[Start of THE DATA]

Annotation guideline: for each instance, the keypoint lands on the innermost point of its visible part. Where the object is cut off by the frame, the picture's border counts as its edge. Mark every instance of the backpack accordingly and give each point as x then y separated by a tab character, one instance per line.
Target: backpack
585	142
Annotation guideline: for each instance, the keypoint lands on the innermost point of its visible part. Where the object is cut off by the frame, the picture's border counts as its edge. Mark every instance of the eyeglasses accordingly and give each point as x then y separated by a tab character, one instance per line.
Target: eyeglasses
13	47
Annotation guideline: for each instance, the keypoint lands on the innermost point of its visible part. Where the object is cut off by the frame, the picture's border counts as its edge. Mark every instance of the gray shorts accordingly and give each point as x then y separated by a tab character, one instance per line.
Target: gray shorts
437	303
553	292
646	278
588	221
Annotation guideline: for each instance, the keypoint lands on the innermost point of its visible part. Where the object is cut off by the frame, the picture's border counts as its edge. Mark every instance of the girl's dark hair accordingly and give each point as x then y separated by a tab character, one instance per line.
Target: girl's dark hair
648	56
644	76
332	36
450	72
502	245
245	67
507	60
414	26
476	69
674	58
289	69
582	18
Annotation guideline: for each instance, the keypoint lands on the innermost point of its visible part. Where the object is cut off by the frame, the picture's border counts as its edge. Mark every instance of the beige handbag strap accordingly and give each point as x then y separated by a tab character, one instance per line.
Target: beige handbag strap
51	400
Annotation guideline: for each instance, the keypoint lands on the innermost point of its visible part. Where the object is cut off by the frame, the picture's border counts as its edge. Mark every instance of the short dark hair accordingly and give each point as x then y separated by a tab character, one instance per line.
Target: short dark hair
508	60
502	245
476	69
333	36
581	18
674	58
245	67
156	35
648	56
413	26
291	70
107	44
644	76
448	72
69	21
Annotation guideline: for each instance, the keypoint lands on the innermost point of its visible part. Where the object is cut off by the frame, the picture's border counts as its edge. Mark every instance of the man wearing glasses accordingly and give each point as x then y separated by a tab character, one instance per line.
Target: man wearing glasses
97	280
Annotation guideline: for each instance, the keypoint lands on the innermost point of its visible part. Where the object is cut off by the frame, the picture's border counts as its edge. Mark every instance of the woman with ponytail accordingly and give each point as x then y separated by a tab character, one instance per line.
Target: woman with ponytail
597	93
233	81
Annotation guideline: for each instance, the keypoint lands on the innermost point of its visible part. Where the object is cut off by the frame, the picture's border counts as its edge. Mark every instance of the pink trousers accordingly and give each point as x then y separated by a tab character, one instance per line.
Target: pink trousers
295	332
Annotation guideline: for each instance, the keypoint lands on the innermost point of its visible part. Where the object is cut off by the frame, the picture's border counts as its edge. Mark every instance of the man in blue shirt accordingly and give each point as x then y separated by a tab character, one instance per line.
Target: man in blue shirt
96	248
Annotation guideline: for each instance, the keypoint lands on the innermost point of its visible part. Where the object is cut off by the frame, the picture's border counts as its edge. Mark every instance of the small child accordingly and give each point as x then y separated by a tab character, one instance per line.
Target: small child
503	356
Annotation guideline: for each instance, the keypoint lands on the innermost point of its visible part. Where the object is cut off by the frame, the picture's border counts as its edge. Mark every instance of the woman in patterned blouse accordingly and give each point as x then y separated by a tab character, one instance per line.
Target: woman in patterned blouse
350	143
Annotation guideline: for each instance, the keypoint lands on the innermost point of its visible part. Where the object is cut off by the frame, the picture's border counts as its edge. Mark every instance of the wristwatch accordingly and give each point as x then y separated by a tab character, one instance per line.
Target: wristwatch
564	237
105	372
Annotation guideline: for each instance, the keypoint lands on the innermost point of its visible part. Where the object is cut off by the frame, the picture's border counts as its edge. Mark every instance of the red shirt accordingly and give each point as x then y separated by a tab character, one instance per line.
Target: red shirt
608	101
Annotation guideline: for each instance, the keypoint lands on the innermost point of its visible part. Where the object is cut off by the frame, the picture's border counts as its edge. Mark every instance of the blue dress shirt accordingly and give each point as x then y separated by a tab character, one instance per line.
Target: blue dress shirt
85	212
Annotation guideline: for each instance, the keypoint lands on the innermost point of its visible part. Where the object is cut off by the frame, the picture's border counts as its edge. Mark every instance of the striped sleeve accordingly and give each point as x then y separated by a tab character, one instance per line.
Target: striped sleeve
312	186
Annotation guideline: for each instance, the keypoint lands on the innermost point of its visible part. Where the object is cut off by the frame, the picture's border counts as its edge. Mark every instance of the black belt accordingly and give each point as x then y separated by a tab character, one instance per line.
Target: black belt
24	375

[End of THE DATA]

◆ AIM ◆
Transcribe word for word the lines from the one holding "of the black" to the last line of the listing above, inclusive.

◆ RESULT ◆
Annotation guideline: for each instance, the keypoint lands on the innermost point of its visible part. Where the object is cut off by the frame, the picture's border counts as its edge. Mark every instance of the black belt accordingly and give each point as x then y separated by a tab character, one instance per line.
Target: black belt
24	375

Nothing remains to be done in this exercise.